---------- Data for processing ----------
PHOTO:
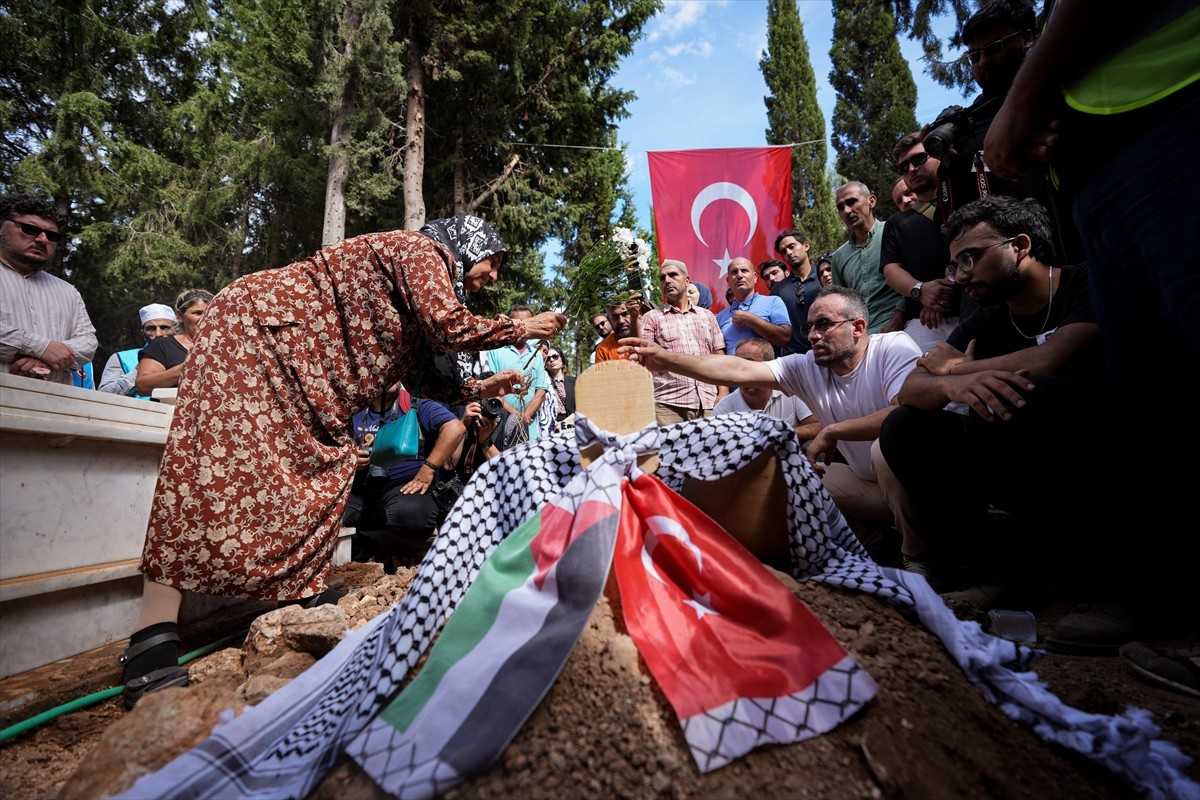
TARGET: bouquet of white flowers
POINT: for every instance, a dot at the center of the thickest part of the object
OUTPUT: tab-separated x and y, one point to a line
618	265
----------
Write out all of the data above again without the pictures, shifting every coordinate in the answers by adding 12 to it.

Task result:
PHOTO:
TARGET: bouquet of white flowers
POINT: for every instance, a dot at the center of the thickest part of the object
OUTPUT: tab-separated x and y, one point to a line
630	277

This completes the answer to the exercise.